Return every one of the records below verbatim, keeping each line unchanged.

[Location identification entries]
_ _ _ _ _
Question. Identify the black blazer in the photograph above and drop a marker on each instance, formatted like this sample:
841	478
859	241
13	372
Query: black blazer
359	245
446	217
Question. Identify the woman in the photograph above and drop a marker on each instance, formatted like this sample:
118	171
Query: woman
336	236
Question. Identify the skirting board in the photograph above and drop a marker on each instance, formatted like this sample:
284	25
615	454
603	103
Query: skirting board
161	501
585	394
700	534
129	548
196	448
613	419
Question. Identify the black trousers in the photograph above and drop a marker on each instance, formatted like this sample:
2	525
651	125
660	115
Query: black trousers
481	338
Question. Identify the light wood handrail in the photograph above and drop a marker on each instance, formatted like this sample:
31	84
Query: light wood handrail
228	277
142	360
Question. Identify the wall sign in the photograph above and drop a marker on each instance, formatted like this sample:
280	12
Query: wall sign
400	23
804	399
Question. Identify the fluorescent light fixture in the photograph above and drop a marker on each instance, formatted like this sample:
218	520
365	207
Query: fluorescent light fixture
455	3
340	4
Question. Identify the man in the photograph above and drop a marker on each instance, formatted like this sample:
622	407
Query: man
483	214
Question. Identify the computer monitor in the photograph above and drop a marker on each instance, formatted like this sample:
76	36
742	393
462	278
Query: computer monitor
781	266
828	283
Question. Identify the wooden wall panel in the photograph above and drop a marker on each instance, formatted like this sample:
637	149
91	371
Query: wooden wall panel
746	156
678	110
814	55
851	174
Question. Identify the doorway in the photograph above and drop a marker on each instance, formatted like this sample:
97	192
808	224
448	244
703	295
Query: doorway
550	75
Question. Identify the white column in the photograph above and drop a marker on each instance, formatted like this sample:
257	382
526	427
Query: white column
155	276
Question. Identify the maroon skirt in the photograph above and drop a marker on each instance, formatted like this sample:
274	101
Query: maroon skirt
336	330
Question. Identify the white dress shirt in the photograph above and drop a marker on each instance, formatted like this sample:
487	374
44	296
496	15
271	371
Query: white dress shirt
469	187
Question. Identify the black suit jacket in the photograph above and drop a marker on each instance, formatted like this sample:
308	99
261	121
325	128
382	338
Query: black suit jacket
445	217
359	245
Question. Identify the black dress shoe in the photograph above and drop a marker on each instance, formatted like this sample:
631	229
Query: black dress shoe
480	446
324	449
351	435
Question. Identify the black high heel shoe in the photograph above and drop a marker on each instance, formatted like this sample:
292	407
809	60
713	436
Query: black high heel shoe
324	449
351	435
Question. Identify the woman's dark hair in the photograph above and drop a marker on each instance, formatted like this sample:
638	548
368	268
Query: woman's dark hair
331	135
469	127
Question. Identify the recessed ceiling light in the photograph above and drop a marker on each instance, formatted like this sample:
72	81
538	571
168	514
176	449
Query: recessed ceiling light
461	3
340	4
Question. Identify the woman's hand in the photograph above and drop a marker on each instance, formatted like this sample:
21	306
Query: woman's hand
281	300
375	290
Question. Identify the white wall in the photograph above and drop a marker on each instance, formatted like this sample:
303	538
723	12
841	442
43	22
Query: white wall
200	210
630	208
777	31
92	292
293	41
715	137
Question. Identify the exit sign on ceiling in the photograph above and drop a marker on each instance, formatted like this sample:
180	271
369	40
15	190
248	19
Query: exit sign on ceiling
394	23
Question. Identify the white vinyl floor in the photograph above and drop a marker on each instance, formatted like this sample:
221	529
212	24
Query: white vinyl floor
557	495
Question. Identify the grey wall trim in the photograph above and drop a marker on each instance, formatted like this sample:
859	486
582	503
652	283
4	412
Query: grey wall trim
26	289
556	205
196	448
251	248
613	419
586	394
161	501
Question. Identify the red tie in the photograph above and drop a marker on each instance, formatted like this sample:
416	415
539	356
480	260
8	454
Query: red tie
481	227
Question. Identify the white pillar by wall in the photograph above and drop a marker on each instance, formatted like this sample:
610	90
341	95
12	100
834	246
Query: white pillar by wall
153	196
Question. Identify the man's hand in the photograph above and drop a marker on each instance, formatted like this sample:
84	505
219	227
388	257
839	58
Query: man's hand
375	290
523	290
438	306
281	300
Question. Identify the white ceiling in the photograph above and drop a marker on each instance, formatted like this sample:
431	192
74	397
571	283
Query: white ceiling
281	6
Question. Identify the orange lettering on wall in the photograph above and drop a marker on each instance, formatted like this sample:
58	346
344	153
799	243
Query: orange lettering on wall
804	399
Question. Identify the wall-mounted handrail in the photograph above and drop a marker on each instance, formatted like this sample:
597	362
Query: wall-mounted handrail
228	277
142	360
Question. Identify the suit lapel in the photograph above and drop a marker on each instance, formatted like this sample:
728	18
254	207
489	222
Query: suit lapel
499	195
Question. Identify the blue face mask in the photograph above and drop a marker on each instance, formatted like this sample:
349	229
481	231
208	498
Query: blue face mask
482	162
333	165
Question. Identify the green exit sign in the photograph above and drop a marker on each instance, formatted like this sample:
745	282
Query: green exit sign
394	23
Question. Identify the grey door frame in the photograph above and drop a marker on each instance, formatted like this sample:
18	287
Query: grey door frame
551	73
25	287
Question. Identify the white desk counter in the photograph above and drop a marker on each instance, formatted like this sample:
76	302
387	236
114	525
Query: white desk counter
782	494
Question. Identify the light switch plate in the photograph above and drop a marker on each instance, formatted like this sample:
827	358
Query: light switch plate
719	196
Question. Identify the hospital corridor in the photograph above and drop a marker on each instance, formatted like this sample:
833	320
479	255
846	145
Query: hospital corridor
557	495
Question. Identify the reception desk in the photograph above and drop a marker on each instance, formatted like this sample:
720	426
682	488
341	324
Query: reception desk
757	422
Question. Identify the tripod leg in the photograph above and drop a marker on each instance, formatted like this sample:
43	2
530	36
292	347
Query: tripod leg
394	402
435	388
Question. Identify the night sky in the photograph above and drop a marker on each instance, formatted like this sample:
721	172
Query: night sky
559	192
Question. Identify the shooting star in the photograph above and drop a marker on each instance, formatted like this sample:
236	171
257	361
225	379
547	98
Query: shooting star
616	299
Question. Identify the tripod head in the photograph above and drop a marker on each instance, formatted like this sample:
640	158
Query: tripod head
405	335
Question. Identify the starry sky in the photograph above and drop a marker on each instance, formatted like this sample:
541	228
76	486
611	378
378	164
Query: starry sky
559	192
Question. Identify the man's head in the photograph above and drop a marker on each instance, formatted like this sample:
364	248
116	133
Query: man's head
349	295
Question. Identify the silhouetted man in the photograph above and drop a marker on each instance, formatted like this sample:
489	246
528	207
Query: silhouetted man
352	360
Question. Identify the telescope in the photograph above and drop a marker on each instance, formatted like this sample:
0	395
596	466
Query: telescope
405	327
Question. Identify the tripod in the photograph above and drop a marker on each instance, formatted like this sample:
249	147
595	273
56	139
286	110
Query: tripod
_ _ _ _ _
> _RESULT BELOW_
Question. Identify the black blazer in the photograph above and drop a marker on each instance, formatted like this sample:
841	478
859	241
13	372
Query: black blazer
359	245
446	217
Question. Identify the woman in the photograph above and drop a marker on each instance, formatted like this sample:
118	171
Query: woman
336	236
Question. Identify the skirting board in the photograph above and drop a marker on each instance, formatted like this sample:
284	25
615	454
603	103
Query: skirting board
161	501
585	394
700	534
129	548
196	448
613	419
Question. Identify the black trousers in the photograph above and drop a marker on each instance, formatted like this sample:
2	525
651	125
660	115
Query: black trousers
481	338
Question. Identify the light wood handrail in the photograph above and drop a marker on each instance, formatted like this sample:
31	84
Query: light wood handrail
228	277
142	360
Question. Identify the wall sign in the photograph above and drop a marker on each instance, formatted like this sample:
280	12
Query: wall sign
400	23
804	399
Question. Identify the fluorescent light fixture in the photograph above and drop a marker on each instance, formatted like this sample:
218	520
365	207
Query: fluorescent light fixture
455	3
340	4
Question. Identify the man in the photograph above and drop a marker on each instance, formatted like this sample:
622	407
Query: man
483	214
Question. Identify the computer monitor in the photograph above and drop a marker on each instance, formatted like this sample:
76	36
742	393
462	278
Query: computer monitor
781	266
828	283
Question. Identify the wooden wall panel in the photograph above and drop a marker on each instance, formatted like this sample:
637	149
91	371
Query: wooden wall panel
746	156
678	110
814	55
851	174
Question. Identify the doorway in the photograph above and drop a marker on each instance, formatted like this sample:
97	192
808	224
448	244
703	295
Query: doorway
550	75
Question. Identify the white column in the photograph above and drop a marker on each instance, formatted like this sample:
257	382
526	427
Query: white column
155	276
Question. Identify the maroon skirt in the photograph above and drop a marker on each instance, formatted like this sample:
274	101
Query: maroon skirt
336	330
Question. Identify the white dress shirt in the photograph above and drop a marker on each instance, formatted like this sample:
487	374
44	296
496	15
271	371
Query: white dress shirt
469	187
Question. Identify the black suit jacket in the photograph above and drop a marker on each instance, formatted like this sample:
308	99
261	121
325	128
382	338
Query: black suit jacket
445	217
359	245
Question. Identify the black dress shoe in the photograph above and drop a marker on each instance, formatted like this sample:
631	229
Query: black dress shoe
480	446
324	449
351	435
Question. Identify the black high heel shoe in the photograph above and drop a marker on each instance, formatted like this sample:
292	407
809	60
713	436
Query: black high heel shoe
324	449
351	435
Question. Identify the woman's dark hair in the photograph above and drop a marker on each instance, formatted like this sample:
638	548
368	268
Query: woman's dark hair
331	135
469	127
Question. Identify the recessed ceiling light in the photograph above and drop a marker on each instance, formatted like this sample:
72	81
538	571
168	514
176	449
Query: recessed ceiling light
461	3
340	4
Question. Identify the woman's hand in the photograph above and drop a marker on each instance, formatted like this sample:
21	306
Query: woman's hand
281	300
375	290
Question. Identify the white wall in the photograph above and drop a marker on each instance, formatted like this sample:
303	538
723	12
841	442
43	22
Query: white wall
200	210
630	208
777	31
92	292
293	41
715	137
Question. Identify the exit sign on ceiling in the photograph above and drop a marker on each instance, formatted like this sample:
180	271
369	40
15	190
248	19
Query: exit sign on ceiling
394	23
Question. Identify the white vinyl floor in the photograph above and drop a marker on each instance, formatted like this sample:
221	529
212	24
Query: white vinyl floor
557	495
Question. Identify the grey wall trim in the photograph above and drop a marker on each instance, formatted like this sample:
859	486
582	503
652	283
4	412
Query: grey wall trim
26	289
556	205
196	448
251	248
613	419
586	394
161	501
Question. Identify the red tie in the photograph above and drop a marker on each instance, formatted like this sample:
416	415
539	356
480	260
8	454
Query: red tie
481	227
Question. Identify the white pillar by wall in the photograph above and drop a marker on each instance, formatted like this sample:
610	90
341	95
12	100
834	246
Query: white pillar by wall
153	196
Question. Identify the man's hand in the photograph above and drop a marker on each instance, formatted like this sample:
84	505
219	227
388	257
839	58
Query: man's hand
375	290
523	290
438	306
281	300
Question. Identify the white ceiling in the photograph above and drop a marker on each instance, formatted like this sample:
431	192
74	397
571	283
Query: white ceiling
281	6
Question. Identify the orange lettering on wall in the photograph above and drop a marker on each instance, formatted like this sample:
58	346
344	153
799	243
Query: orange lettering on wall
804	399
Question. Identify the wall-mounted handrail in the photograph above and drop a marker on each instance, formatted like this sample:
597	362
Query: wall-mounted handrail
228	277
142	360
Question. Identify the suit lapel in the photograph above and drop a marker on each instance, formatted like this sample:
728	18
254	207
489	222
Query: suit lapel
499	195
Question. Identify the blue face mask in the photograph above and drop a marker on each instance, formatted like this sample:
349	229
481	231
208	498
Query: blue face mask
482	162
333	165
Question. Identify the green exit sign in the photograph above and drop a marker on each instance, formatted like this sample:
745	282
Query: green exit sign
394	23
Question. Identify the grey door frame in the photograph above and drop a marker on each instance, formatted like this sample:
18	287
Query: grey door frame
551	73
25	287
Question. Identify the white desk counter in the photograph above and drop a marker on each instance, formatted like this sample:
76	302
387	236
114	525
Query: white desk counter
782	494
Question. Identify the light switch plate in the photograph above and drop a marker on each instance, formatted like this sample:
827	358
Query: light switch plate
719	196
Question. Identify the hospital corridor in the photograph above and drop a marker on each instance, formatted like this sample:
833	320
479	255
846	145
Query: hospital corridor
557	495
Question. Identify the reception desk in the photograph above and drop a marker on each instance, formatted like this sample:
720	426
682	488
341	324
Query: reception desk
757	422
Question. Identify the tripod leg in the photograph above and drop a marker on each instance, formatted like this sample:
43	2
530	36
292	347
Query: tripod leg
394	402
435	388
Question. Identify the night sky in the photograph above and drop a marker on each instance, formatted like this sample:
721	172
Query: night sky
559	192
Question. Identify the shooting star in the photograph above and drop a marker on each instance, formatted like this sample:
236	171
257	361
225	379
547	98
Query: shooting star
616	299
Question. Identify the tripod head in the photograph above and drop a marker on each instance, formatted like this sample:
640	158
Query: tripod head
405	335
Question. Identify the starry sky in the photograph above and drop a marker on each instance, formatted like this sample:
541	228
76	486
611	378
378	164
Query: starry sky
559	192
Question. Identify the man's head in the photograph above and drop a marker on each instance, formatted like this sample:
364	248
116	133
Query: man's head
349	295
Question. Identify the silhouetted man in the photograph above and drop a marker on each instance, formatted like this sample:
489	246
528	207
Query: silhouetted man
352	360
Question. Identify the telescope in the photograph above and drop a marker on each instance, formatted like this sample:
0	395
596	466
Query: telescope
405	327
Question. Identify the tripod in the photograph above and drop a marker on each instance, formatted like this sample:
249	147
595	273
56	139
286	110
Query: tripod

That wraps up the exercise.